→ **Exercise aim**
Edit the listing from the line with "Player-tracking tagging: indicate the red" through the end of the listing, replacing "tiled" with "slate" and keeping all other text unchanged. Leave the pictures out of your answer.

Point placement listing
+ + + +

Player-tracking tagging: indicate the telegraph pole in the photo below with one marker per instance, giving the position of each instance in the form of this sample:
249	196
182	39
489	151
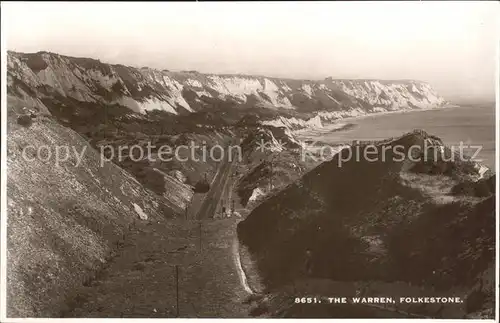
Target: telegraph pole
199	227
177	289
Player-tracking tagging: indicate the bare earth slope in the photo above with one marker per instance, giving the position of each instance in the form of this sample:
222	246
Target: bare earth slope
64	220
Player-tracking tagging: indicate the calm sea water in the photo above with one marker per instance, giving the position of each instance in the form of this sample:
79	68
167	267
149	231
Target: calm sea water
473	126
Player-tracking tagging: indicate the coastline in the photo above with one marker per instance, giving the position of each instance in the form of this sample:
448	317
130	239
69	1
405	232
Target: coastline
348	123
402	111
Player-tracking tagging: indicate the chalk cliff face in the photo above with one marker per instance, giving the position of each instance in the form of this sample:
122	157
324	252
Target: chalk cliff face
146	89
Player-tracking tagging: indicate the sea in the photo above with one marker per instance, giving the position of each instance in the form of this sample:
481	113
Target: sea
473	126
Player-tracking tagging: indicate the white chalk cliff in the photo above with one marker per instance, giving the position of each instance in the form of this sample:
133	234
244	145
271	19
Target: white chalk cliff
146	89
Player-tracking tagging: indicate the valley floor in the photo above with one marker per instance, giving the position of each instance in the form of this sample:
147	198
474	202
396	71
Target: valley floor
141	280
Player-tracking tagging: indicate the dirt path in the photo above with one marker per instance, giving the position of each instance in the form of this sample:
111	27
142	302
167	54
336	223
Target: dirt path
141	280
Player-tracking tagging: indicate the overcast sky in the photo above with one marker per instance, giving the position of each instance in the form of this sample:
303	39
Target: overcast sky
451	45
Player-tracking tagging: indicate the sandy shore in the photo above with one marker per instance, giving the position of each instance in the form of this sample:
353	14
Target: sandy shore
350	119
350	122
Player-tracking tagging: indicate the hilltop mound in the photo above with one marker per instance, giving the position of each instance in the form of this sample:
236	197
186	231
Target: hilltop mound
376	217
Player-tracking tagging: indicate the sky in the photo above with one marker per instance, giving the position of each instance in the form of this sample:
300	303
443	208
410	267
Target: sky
451	45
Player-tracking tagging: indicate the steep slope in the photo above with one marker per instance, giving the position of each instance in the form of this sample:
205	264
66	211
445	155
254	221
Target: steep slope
66	218
376	221
144	89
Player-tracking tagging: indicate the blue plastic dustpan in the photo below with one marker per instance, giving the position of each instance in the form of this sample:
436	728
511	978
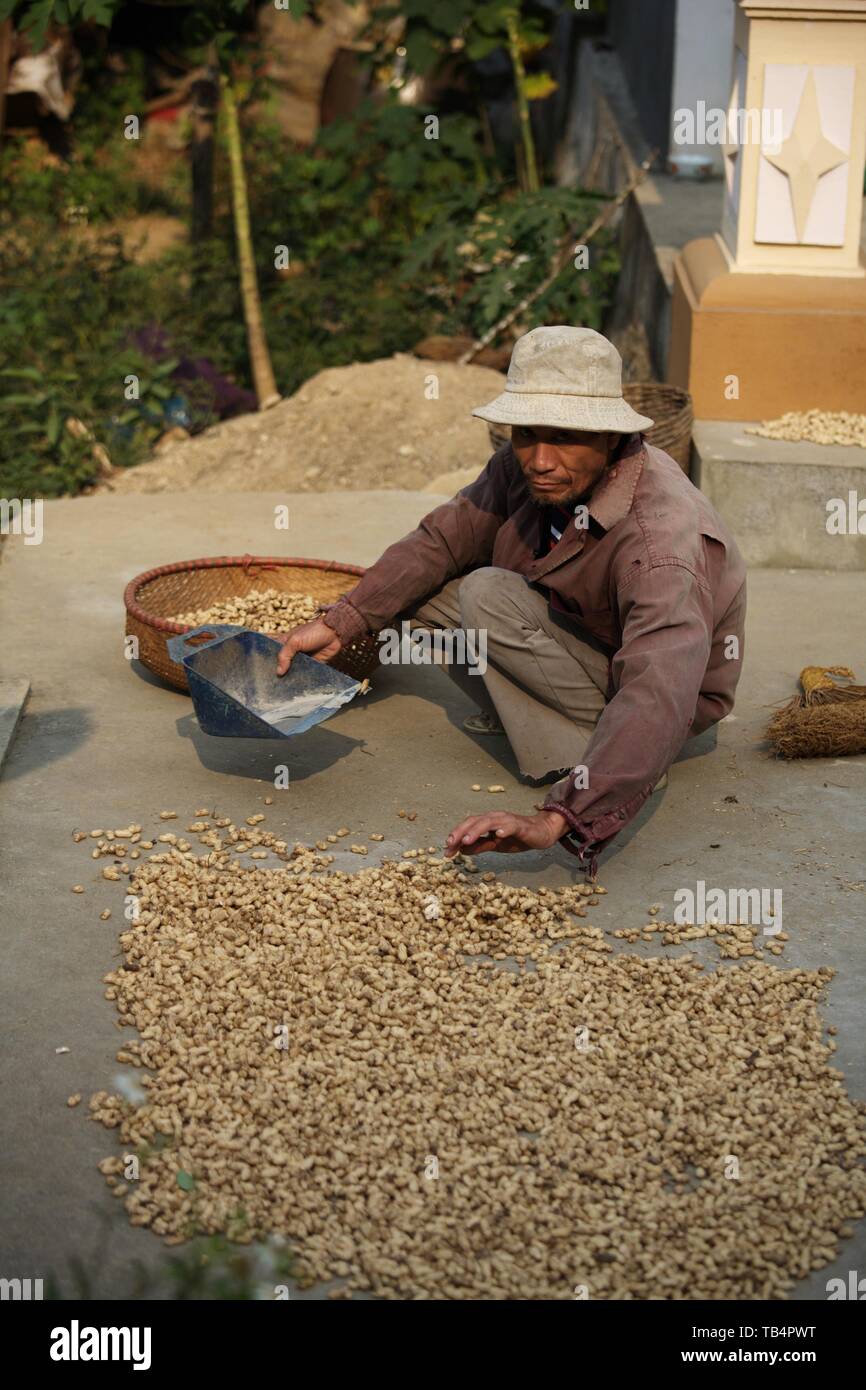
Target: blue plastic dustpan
238	694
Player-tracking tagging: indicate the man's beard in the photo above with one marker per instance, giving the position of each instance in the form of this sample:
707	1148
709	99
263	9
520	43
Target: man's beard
566	503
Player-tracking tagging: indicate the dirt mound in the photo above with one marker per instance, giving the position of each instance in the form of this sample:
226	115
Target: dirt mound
367	426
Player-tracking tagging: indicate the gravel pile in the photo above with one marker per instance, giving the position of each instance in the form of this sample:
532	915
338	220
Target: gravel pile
435	1084
359	427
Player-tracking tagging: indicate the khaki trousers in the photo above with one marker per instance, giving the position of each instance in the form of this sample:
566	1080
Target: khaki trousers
545	683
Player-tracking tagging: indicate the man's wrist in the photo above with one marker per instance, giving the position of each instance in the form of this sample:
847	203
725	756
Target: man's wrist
556	822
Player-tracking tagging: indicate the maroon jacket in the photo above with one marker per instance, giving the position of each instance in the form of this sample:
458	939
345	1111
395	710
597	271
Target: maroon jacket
655	577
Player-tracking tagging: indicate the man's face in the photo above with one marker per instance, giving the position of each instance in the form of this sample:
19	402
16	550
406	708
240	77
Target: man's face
560	464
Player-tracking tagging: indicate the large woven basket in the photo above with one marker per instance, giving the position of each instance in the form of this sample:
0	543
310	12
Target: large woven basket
154	597
669	406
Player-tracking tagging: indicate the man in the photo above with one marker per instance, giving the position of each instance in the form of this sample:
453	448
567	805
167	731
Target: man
610	594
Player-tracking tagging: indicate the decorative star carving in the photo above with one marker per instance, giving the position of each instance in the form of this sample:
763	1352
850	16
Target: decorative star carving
806	156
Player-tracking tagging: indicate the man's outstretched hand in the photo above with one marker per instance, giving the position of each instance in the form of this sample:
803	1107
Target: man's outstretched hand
314	638
505	831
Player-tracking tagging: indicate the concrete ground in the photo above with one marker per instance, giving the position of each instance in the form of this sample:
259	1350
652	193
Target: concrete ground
102	744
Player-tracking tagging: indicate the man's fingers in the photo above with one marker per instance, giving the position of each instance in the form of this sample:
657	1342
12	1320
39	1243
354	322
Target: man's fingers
496	824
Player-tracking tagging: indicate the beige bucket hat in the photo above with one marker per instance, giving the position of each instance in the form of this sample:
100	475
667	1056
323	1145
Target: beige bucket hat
565	377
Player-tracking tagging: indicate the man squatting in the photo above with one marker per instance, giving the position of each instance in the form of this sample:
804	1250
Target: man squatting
610	592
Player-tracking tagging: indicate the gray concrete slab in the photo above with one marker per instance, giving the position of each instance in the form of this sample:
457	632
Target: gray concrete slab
781	498
100	744
13	698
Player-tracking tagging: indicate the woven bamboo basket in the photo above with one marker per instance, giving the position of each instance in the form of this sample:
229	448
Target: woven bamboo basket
669	406
154	597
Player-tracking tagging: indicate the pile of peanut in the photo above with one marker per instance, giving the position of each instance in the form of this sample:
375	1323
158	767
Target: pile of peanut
815	427
262	610
441	1086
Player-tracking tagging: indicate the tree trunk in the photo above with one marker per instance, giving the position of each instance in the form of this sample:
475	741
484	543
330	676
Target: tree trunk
260	357
203	113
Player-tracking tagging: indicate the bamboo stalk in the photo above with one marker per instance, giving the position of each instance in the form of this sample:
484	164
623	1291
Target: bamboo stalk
6	57
523	106
260	357
560	260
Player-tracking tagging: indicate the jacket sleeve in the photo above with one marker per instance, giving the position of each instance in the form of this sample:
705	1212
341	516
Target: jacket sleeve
666	619
451	540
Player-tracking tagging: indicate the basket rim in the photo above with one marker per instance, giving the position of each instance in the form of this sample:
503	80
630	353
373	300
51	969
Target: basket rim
217	562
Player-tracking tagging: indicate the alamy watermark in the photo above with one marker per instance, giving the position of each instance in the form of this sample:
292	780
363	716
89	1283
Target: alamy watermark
729	906
737	125
21	517
431	647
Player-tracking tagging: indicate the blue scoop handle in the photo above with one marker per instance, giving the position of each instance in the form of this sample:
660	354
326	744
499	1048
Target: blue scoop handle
178	645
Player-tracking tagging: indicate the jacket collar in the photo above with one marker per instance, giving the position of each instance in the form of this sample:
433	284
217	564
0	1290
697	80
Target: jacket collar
613	494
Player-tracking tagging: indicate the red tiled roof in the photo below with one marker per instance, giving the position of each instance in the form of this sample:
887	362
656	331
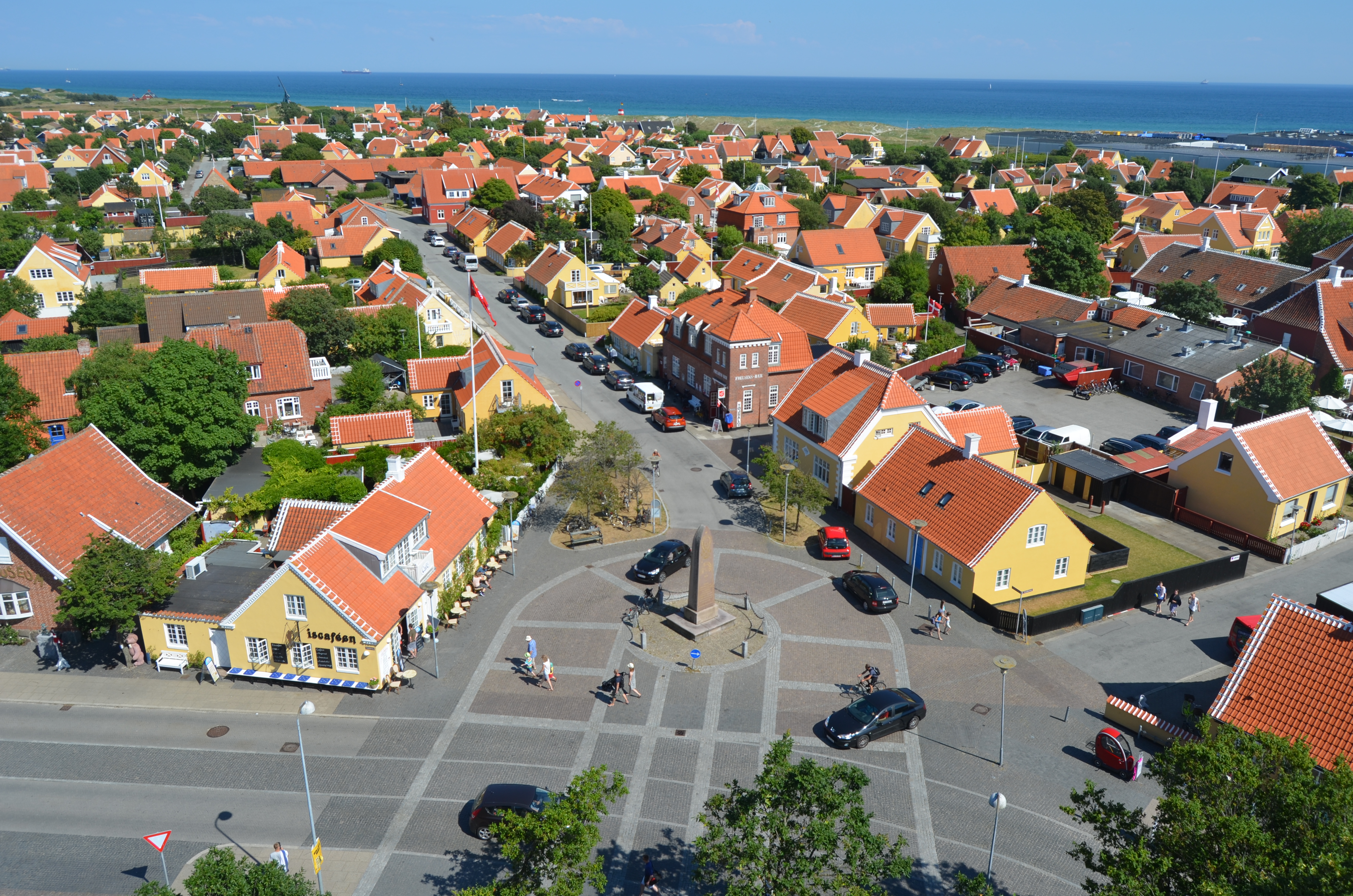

+ + + +

→ **Output of the task**
Player-tracking tagging: indicate the red slate roof in the photo below with one marker per instance, giving the position of each instance in the form of this sample:
887	362
656	331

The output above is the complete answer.